SET OF TASKS
A – Duplicate the part of the storm-harm plotting passage that runs from "On the Figure" to "suppressMessages(library(ggplot2))".
B – In the storm-harm plotting passage, name every function that is added to the plot with the + operator.
C – Resume the passage on plotting the natural events most harmful to health in the USA, starting after its final line.

SUPPLIED PASSAGE
#####
On the Figure 1 it is possible to see the five most harmful natural events to the people health in USA during the time period of 1950 and November 2011. Based on that plot, it is possible to identify that the most harmful event was tornado.

suppressMessages(library(ggplot2))
# make the plot of the top-5 natural events impacts to the people health
ggplot(storm_3, aes(x = EVTYPE, y = people_damage)) +
  geom_bar(stat = "identity", color = "blue", fill="blue") +
  xlab("Event type") +
  ylab("Number of people damage (fatalities and injuries)") +
  theme(plot.title = element_text(size = 10, face = "bold")) +
  ggtitle("Top-5 most harmful natural events to the population health in the USA (1950-2011)")
#####
MATERIAL
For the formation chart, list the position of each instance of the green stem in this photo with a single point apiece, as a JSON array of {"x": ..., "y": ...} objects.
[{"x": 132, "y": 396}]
#####
RESPONSES IN ORDER
A –
On the Figure 1 it is possible to see the five most harmful natural events to the people health in USA during the time period of 1950 and November 2011. Based on that plot, it is possible to identify that the most harmful event was tornado.

suppressMessages(library(ggplot2))

B – geom_bar, xlab, ylab, theme, ggtitle

C –
Additionally, the Figure 2 shows the five natural events with the greatest economic consequences in USA during the time period of 1950 and November 2011. The event with the greatest economic impact on that time period was flood.

ggplot(storm_4, aes(x = EVTYPE, y = econ_damage)) +
  geom_bar(stat = "identity", color = "brown", fill="brown") +
  xlab("Event type") +
  ylab("Economic damages (US$ millions)") +
  theme(plot.title = element_text(size = 10, face = "bold")) +
  ggtitle("Top-5 natural events with greatest economic damages for the USA (1950-2011)")